### TEXT TO READ
Include File Operations in Your Transactions Today with IEnlistmentNotification

Would it be nice if we can do something like this in our applications?

// Wrap a file copy and a database insert in the same transaction
TxFileManager fileMgr = new TxFileManager();
using (TransactionScope scope1 = new TransactionScope())
{
    // Copy a file
    fileMgr.CopyFile(srcFileName, destFileName);

    // Insert a database record
    dbMgr.ExecuteNonQuery(insertSql);

    scope1.Complete();
}

With the rich support currently available for transactional programming, one may find it rather surprising that the most basic type of program operation, file manipulation (copy file, move file, delete file, write to file, etc.), are typically not transactional in today’s applications.

I am sure the main reason for this situation is lack of support for transactions in the underlying file systems. While Microsoft is bringing us Transactional NTFS (TxF) in Vista and Windows Server 2008, most corporate IT applications are still deployed to Windows 2003 or earlier. While I can’t wait to be able to use TxF, I have applications that have to be completed today!

While searching for a solution, I came across several articles describing the use of IEnlistmentNotification to implement your own resource manager and participate in a System.Transactions.Transaction. However, a complete working code example was nowhere to be found. Well, I guess it’s my turn to contribute. I hereby present to you: Chinh Do’s Transactional File Manager.

Here are my basic requirements for a Transactional File Manager:

  • Works with .NET 2.0′s System.Transactions.
  • Ability to wrap the following file operations in a transaction:
    • Creating a file.
    • Deleting a file.
    • Copying a file.
    • Moving a file.

### DATA SHOWN
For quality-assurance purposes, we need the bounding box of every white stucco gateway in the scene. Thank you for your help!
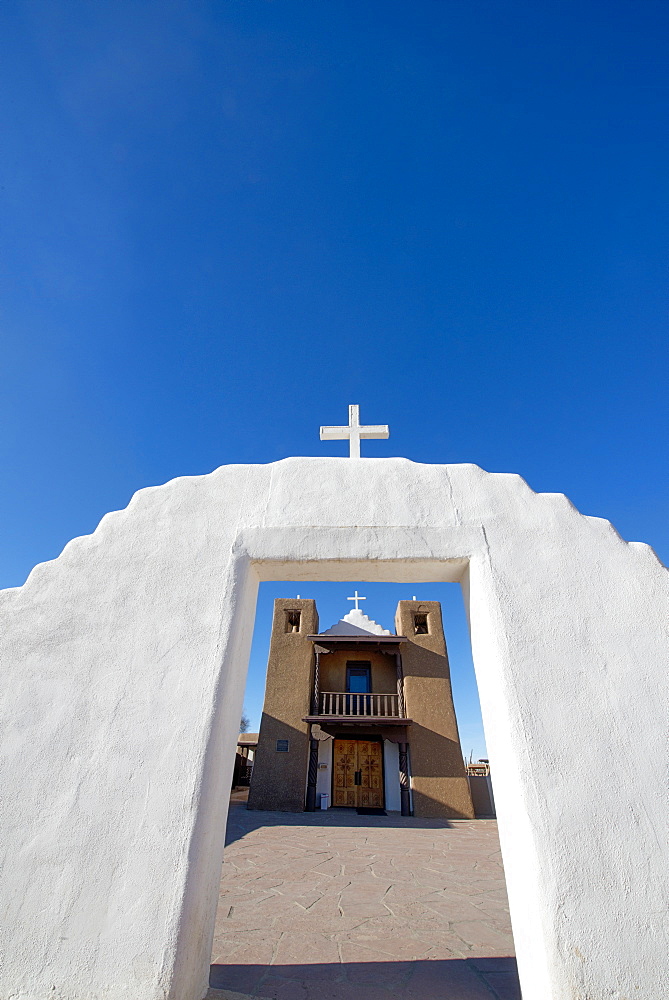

### INSTRUCTIONS
1/ According to the passage on the transactional file manager, to which operating systems are most corporate IT applications still deployed?
2/ Set down, word for word, the stretch of the passage on the transactional file manager from "While searching for" through "Moving a file.".
3/ Write the next part of the passage on the transactional file manager, starting after its final line.

### TASK RESULTS
1/ Windows 2003 or earlier.

2/
While searching for a solution, I came across several articles describing the use of IEnlistmentNotification to implement your own resource manager and participate in a System.Transactions.Transaction. However, a complete working code example was nowhere to be found. Well, I guess it’s my turn to contribute. I hereby present to you: Chinh Do’s Transactional File Manager.

Here are my basic requirements for a Transactional File Manager:

  • Works with .NET 2.0′s System.Transactions.
  • Ability to wrap the following file operations in a transaction:
    • Creating a file.
    • Deleting a file.
    • Copying a file.
    • Moving a file.

3/
    • Writing data to a file.
    • Appending data to a file.
    • Creating a directory.
  • Ability to take a snapshot of a file (and restore it to the snapshot state later if required). The snapshot feature allows the inclusion of 3rd-party file operations in your transaction.
  • Thread-safe.

IEnlistmentNotification and ThreadStatic Attribute

Implementing IEnlistmentNotification is harder that it looks… at least for me it was. It’s not enough to just store a list of file operations. Because transactions can be nested and started from different threads; when rolling back, we have to make sure to only include the correct operations for the current Transaction. At first glance, it looks like we should be able to use the LocalIdentifier property (Transaction.TransactionInformation.LocalIdentifier) to identify the current transaction. However, further investigation reveals that Transaction.Current is not available in our various IEnlistmentNotification methods.

As it turned out, the little known but very cool ThreadStatic attribute fits the bill very well. Since the scope of a TransactionScope spans all operations on the same thread inside the TransactionScope block (excluding nested, new Transactions), ThreadStatic gives us an easy way to track that data.

/// <summary>Dictionary of transaction participants for the current thread.</summary>
[ThreadStatic] private static Dictionary<string, TxParticipant> _participants;

In the initial version of my Transactional File Manager class (TxFileManager), I made the mistake of trying to implement IEnlistmentNotification in the main TxFileManager class. I had all kinds of difficulty trying to sort out different transactions/threads. Once I started to split to IEnlistmentNotification implementation into its own nested class (TxParticipant), everything became much cleaner. In the main class, all I have to do is to maintain a Dictionary<T, T> of TxEnlistment objects, which implement IEnlistmentNotification. Each TxEnlistment object would be responsible for handling a separate Transaction. Once that is in place, everything else was like pretty much a walk through the park.

IEnlistmentNotification.Commit

Since my Resource Manager always performs operations immediately, there is really nothing to commit, except to clean up temporary files:

public void Commit(Enlistment enlistment)
{
    for (int i = 0; i < _journal.Count; i++)
    {
        _journal[i].CleanUp();
    } 

    _enlisted = false;
    _journal.Clear();
}

IEnlistmentNotification.Rollback

Rolling back is a little bit more complicated. To ensure consistency, we must roll back operations in reverse order.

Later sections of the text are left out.